COMPITI:
**1.** Rispondi a queste domande sul testo sulla cappelletta di Malles:
(a) In che anno fu costruita la cappelletta votiva della caserma Wackernell?
(b) Di quale località è originario Carlo Gervasoni?
(c) In quale film Carlo Gervasoni recitò come controfigura?
**2.** Cita il passo del testo sulla cappelletta di Malles che comincia con «La cappelletta votiva della» e termina con «negli anni Sessanta.».

ESTRATTO DEL DOCUMENTO:
- - -
Un bergamasco costruì la cappelletta votiva sopravvissuta all'abbattimento della caserma di Malles Carlo Gervasoni, alpino sciatore, recitò come controfigura nella pellicola «I cinque dell'Adamello»
«Quando mi hanno telefonato dicendo che a Malles stavano buttando giù tutto, per una notte non ho dormito. Per fortuna poi ho letto che la "mia" cappelletta sarebbe stata salvata. Mi è venuto in mente quel film di don Camillo, in cui Peppone vuole abbattere una cappelletta votiva per fare spazio alla Casa del popolo, ma alla fine la salva».
La cappelletta votiva della caserma Wackernell a Malles, in Alto Adige, fu costruita nel 1954 per celebrare il primo anniversario della ricostituzione del battaglione Tirano dopo la guerra, ma rappresenta soprattutto, a modo suo, un monumento alla bergamaschità più vera e genuina: quella dei muratori e degli alpini. Perché a costruirla fu proprio un muratore e alpino di Bergamo: Carlo Gervasoni – classe 1932, originario di Cadelfoglia di Brembilla – poi divenuto titolare, con uno dei suoi dodici fratelli, dell'impresa edile che era stata del nonno e del padre e che ha costruito, tra l'altro, il Seminario di Bergamo negli anni Sessanta.
- - -
ESTRATTI DEL DATASET:
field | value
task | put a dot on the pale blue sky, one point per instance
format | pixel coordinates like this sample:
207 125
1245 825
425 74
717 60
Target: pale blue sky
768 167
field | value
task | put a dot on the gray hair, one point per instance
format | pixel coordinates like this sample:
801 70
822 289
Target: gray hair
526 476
- - -
SOLUZIONI:
**1.**
(a) Nel 1954.
(b) Di Cadelfoglia di Brembilla.
(c) In «I cinque dell'Adamello».

**2.**
La cappelletta votiva della caserma Wackernell a Malles, in Alto Adige, fu costruita nel 1954 per celebrare il primo anniversario della ricostituzione del battaglione Tirano dopo la guerra, ma rappresenta soprattutto, a modo suo, un monumento alla bergamaschità più vera e genuina: quella dei muratori e degli alpini. Perché a costruirla fu proprio un muratore e alpino di Bergamo: Carlo Gervasoni – classe 1932, originario di Cadelfoglia di Brembilla – poi divenuto titolare, con uno dei suoi dodici fratelli, dell'impresa edile che era stata del nonno e del padre e che ha costruito, tra l'altro, il Seminario di Bergamo negli anni Sessanta.